Directive A: Rewrite the vivibear article between "Due to its severity, mainstream" and "suspected of plagiarism.", inclusive, substituting "quiet" for "silent".
Directive B: Using the vivibear article, decide whether each statement agrees with it: (i) Zhang Weiwei was born in Ningbo; (ii) the first accusation on the forum "Tianya.cn" was made in March 2009; (iii) vivibear ranked first on a 2008 list of successful Chinese internet writers. Answer yes or no for each and quote the deciding words.

- Born: 26 November 1977 (age 48) Ningbo, Zhejiang, China
- Citizenship: Sweden
- Occupations: Housewife, internet writer, blogger
- Writing career
- Pen name: vivibear
- Period: 2006–present
- Genre: Romance

= Vivibear =

Chinese-Swedish writer

Zhang Weiwei (张薇薇) is a Chinese-Swedish author who writes under the pseudonym vivibear. Her stories include romance novels and time-traveling series for young adults, all published in Chinese. To date, all sixteen novels she wrote were believed to be found with various degrees of plagiarism, and the discovery was widely reported by Chinese media.

Accusations that vivibear had plagiarised were first made in January 2009, and prior to this time, nine books have gone into print and are prominently placed on bestselling lists at all major Chinese online book retailers. More than a million copies have been sold in less than four years.

==Personal life==
Zhang Weiwei was born on 26 November 1977, in Ningbo, Zhejiang. She attended Zhejiang University of Media and Communications (ZUMC) as an undergraduate. After leaving college, Zhang worked at the official TV station in the city of Ningbo. Not long after she left her job to marry a Swedish man in 2004. The couple now reside in Sweden.

==Career==
Zhang Weiwei first wrote, and posted, on the internet The Search for Past Life (寻找前世之旅), a series of stories about a young girl who routinely travels back in time to solve mysteries. This began several book contracts.

She was the winner of several competitions for original stories in internet publishing. In the list of "Top 20 List of Successful Chinese Internet Writers" compiled in 2008, vivibear ranked No. 1.

==Plagiarism controversy==
On 30 January 2009, a netizen on the forum "Tianya.cn" accused Zhang Weiwei of copying and plagiarizing. While reading one of vivibear's novels, this person noticed random switches between traditional Chinese and simplified Chinese, which is very unusual given that the writing system in mainland China has long ago been converted to simplified Chinese. More sections in vivibear's books were found to be identical to other people's works, all published at much earlier dates.

The post "Successful Young Adult Author vivibear is a Plagiarizing Maniac" received thousands of hits within the first hours of its appearance. Among the plagiarized works are fan fictions and yaoi stories that amateur writers published online, and well-known authors including Ryōtarō Shiba and Christian Jacq. The number of writers on the Plagiarized List has been reported to exceed 500. The number of works vivibear plagiarized was more than 600.

Due to its severity, mainstream media, including newspapers
, TV programs and news websites soon picked up the story and unanimously condemned what has become one of the largest instance of plagiarism by a single person. The Local, a Swedish news website reported Chinese media allegations of her plagiarism on 26 April 2009.

Throughout this time, Zhang Weiwei has remained silent in regards to the plagiarism scandal. Since then, she has made deletions and corrections to her online blog where she publishes her latest book series, removing contents that were suspected of plagiarism.

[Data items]
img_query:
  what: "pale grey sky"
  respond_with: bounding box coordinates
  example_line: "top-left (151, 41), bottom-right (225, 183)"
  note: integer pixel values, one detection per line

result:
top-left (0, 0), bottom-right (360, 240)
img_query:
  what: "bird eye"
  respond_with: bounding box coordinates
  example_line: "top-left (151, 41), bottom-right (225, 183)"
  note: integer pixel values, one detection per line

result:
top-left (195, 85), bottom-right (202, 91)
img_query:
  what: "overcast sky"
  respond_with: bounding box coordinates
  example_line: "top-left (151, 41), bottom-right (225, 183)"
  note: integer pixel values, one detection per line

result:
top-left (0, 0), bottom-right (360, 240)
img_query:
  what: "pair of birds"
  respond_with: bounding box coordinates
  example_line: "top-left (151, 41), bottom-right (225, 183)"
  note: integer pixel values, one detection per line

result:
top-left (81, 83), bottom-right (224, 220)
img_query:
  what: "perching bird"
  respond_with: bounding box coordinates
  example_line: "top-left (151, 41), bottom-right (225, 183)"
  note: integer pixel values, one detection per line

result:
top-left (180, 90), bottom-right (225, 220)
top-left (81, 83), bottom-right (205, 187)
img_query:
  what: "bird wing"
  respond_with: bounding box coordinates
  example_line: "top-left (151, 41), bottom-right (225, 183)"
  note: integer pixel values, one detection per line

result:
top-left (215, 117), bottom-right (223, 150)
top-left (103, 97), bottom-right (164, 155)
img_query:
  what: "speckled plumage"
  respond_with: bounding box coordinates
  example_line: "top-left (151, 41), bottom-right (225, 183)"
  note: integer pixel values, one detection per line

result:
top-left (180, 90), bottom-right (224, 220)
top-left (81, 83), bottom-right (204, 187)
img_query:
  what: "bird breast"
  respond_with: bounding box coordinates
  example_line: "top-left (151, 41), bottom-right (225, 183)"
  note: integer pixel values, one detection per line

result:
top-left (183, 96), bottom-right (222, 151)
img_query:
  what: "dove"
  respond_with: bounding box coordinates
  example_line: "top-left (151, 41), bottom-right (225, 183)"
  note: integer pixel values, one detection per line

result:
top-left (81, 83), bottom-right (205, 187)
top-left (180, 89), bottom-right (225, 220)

Response A:
Due to its severity, mainstream media, including newspapers
, TV programs and news websites soon picked up the story and unanimously condemned what has become one of the largest instance of plagiarism by a single person. The Local, a Swedish news website reported Chinese media allegations of her plagiarism on 26 April 2009.

Throughout this time, Zhang Weiwei has remained quiet in regards to the plagiarism scandal. Since then, she has made deletions and corrections to her online blog where she publishes her latest book series, removing contents that were suspected of plagiarism.

Response B:
(i) Yes: "Zhang Weiwei was born on 26 November 1977, in Ningbo, Zhejiang."
(ii) No: "On 30 January 2009, a netizen on the forum "Tianya.cn" accused Zhang Weiwei of copying and plagiarizing."
(iii) Yes: "In the list of "Top 20 List of Successful Chinese Internet Writers" compiled in 2008, vivibear ranked No. 1."